Written instruction
Reproduce every one of the items below verbatim, keeping each line unchanged and in its original order.

Supplied entries

====================

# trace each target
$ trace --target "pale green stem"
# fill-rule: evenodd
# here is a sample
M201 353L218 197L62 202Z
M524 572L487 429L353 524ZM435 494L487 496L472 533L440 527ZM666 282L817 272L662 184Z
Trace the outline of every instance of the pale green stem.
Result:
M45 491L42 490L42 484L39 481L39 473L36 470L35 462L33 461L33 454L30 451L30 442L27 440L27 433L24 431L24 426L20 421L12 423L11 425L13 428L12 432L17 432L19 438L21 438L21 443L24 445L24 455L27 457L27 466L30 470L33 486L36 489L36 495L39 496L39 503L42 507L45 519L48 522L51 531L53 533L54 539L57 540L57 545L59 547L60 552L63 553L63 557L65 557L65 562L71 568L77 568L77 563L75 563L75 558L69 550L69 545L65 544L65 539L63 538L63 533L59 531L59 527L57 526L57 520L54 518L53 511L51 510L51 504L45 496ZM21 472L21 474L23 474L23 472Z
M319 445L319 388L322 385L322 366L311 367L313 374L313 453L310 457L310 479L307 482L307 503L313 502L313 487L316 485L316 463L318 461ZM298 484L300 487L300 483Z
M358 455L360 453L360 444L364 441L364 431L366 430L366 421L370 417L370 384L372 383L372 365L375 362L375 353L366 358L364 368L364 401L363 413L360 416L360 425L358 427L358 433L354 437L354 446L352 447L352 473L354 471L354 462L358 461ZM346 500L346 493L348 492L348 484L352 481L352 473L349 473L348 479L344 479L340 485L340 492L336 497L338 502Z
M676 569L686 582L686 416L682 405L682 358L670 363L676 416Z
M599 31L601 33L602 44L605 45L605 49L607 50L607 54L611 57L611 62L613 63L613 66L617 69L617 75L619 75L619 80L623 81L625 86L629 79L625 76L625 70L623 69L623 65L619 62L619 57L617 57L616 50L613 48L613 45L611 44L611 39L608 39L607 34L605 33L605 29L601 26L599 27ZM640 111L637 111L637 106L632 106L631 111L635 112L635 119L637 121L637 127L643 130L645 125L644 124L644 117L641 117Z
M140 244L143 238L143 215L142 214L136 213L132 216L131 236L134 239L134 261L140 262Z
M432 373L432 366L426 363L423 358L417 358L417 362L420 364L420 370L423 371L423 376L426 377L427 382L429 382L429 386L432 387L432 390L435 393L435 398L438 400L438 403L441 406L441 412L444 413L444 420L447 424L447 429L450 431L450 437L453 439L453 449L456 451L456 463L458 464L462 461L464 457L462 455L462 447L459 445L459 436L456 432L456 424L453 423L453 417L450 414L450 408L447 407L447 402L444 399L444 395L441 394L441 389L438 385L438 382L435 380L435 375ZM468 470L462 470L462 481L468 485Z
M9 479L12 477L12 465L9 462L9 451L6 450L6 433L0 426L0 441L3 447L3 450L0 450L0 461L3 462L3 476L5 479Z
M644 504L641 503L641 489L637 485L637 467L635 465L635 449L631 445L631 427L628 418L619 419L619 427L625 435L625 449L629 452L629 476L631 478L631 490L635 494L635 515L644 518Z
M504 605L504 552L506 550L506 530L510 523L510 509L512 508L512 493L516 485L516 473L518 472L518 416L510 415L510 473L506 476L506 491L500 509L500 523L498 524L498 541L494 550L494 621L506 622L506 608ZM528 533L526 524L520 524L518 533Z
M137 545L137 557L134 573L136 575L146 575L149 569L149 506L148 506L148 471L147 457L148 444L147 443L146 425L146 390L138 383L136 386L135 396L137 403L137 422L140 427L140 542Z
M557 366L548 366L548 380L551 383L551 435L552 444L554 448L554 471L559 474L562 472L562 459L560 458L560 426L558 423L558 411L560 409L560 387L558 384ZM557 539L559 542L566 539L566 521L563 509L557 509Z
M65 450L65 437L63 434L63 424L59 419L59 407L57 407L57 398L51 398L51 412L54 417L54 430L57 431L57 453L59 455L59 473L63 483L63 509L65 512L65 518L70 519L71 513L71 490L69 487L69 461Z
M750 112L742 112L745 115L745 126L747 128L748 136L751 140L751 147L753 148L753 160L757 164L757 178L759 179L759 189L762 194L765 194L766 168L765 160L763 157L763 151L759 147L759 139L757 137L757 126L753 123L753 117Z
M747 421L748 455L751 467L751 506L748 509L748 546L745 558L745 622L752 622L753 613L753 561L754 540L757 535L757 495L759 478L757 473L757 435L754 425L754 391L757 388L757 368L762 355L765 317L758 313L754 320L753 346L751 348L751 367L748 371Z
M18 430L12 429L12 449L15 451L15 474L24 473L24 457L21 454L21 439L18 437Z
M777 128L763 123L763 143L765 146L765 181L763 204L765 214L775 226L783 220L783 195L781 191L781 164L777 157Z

====================

Output for this task
# trace each target
$ trace --target "pale green stem"
# fill-rule: evenodd
# here is a sample
M201 353L218 197L62 202Z
M524 572L487 429L353 524ZM435 494L487 496L472 533L440 527ZM666 282L817 272L662 184Z
Trace the outline of every instance of the pale green stem.
Result:
M45 491L42 490L42 484L39 481L39 473L36 470L35 462L33 461L33 454L30 451L30 442L27 440L27 433L24 431L24 426L20 421L12 423L11 425L13 428L12 432L17 432L19 438L21 438L21 443L24 445L24 455L27 457L27 466L30 470L33 486L36 489L36 495L39 496L39 503L42 507L45 519L48 522L51 531L53 533L54 539L57 540L57 545L59 547L60 552L63 553L63 557L65 557L65 562L71 568L77 568L77 563L75 563L75 558L69 550L69 545L65 544L65 539L63 538L63 533L59 531L59 527L57 526L57 520L54 518L53 511L51 510L51 504L45 496ZM21 472L21 474L23 474L23 472Z
M319 445L319 388L322 385L322 366L311 367L313 374L313 453L310 457L310 479L307 482L307 503L313 502L313 487L316 485L316 463L318 461ZM298 484L300 487L300 483Z
M358 455L360 453L360 444L364 441L364 431L366 430L366 421L370 417L370 384L372 383L372 365L375 362L375 353L366 358L364 368L364 401L363 413L360 416L360 425L358 427L358 433L354 437L354 446L352 447L352 473L354 471L354 462L358 461ZM346 500L346 493L348 492L348 484L352 481L352 473L349 473L348 479L344 479L340 485L340 492L336 497L338 502Z
M676 569L686 582L686 416L682 405L682 358L670 363L676 416Z
M599 31L601 33L602 44L605 45L605 49L607 50L607 54L611 57L611 62L613 63L613 66L617 69L617 75L619 75L619 80L623 81L625 86L629 79L625 76L625 70L623 69L623 65L619 62L619 57L617 57L616 50L613 48L613 45L611 44L611 39L608 39L607 34L605 33L605 29L601 26L599 27ZM640 111L637 111L637 106L632 106L631 111L635 112L635 119L637 121L637 127L643 130L645 125L644 124L644 117L641 117Z
M140 244L143 238L143 215L142 214L136 213L132 216L131 236L134 239L134 261L140 262Z
M432 373L432 366L426 363L423 358L417 358L417 362L420 364L420 370L423 371L423 376L426 377L427 382L429 382L429 386L432 387L432 390L435 393L435 398L438 400L438 403L441 406L441 412L444 413L444 420L447 424L447 429L450 431L450 437L453 439L453 449L456 451L456 463L458 464L462 461L464 457L462 455L462 447L459 445L459 436L456 432L456 424L453 423L453 417L450 414L450 408L447 407L447 402L444 399L444 395L441 394L441 389L438 385L438 382L435 380L435 375ZM468 470L462 470L462 481L468 485Z
M9 479L12 477L12 465L9 462L9 451L6 450L6 433L0 426L0 441L3 447L3 450L0 450L0 461L3 462L3 476L5 479Z
M644 504L641 503L641 489L637 485L637 467L635 465L635 449L631 445L631 427L628 418L619 419L619 427L625 435L625 449L629 452L629 476L631 478L631 490L635 494L635 515L644 518Z
M504 605L504 552L506 550L506 530L510 523L510 509L512 508L512 493L516 485L516 473L518 472L518 416L510 415L510 473L506 476L506 491L500 509L500 523L498 524L498 541L494 550L494 621L506 622L506 608ZM528 533L526 524L520 524L518 533Z
M137 545L137 557L134 573L136 575L146 575L149 569L149 506L148 506L148 471L147 457L148 444L147 443L146 425L146 390L138 383L136 386L135 396L137 403L137 422L140 427L140 542Z
M557 366L548 366L548 380L551 383L551 435L552 444L554 448L554 471L559 474L562 472L562 459L560 458L560 426L558 423L558 411L560 409L560 387L558 384ZM557 539L559 542L566 539L566 521L563 509L557 509Z
M65 450L65 437L63 434L63 424L59 419L59 407L57 407L57 398L51 398L51 412L54 417L54 430L57 431L57 453L59 455L59 473L63 483L63 509L65 512L65 518L70 519L71 513L71 490L69 487L69 461Z
M750 112L742 112L745 115L745 126L747 128L748 136L751 140L751 147L753 148L753 160L757 164L757 178L759 179L759 189L762 194L765 194L766 168L765 160L763 157L763 151L759 147L759 139L757 137L757 126L753 123L753 117Z
M747 421L748 455L751 467L751 506L748 509L748 546L745 558L745 622L752 622L753 613L753 561L754 540L757 535L757 495L759 478L757 473L757 435L754 425L754 391L757 388L757 368L762 355L765 317L758 313L754 320L753 346L751 348L751 367L748 371Z
M18 430L12 429L12 449L15 451L15 474L24 473L24 457L21 454L21 439L18 437Z
M777 128L763 123L763 143L765 146L765 181L763 204L765 214L775 226L783 220L783 195L781 191L781 164L777 157Z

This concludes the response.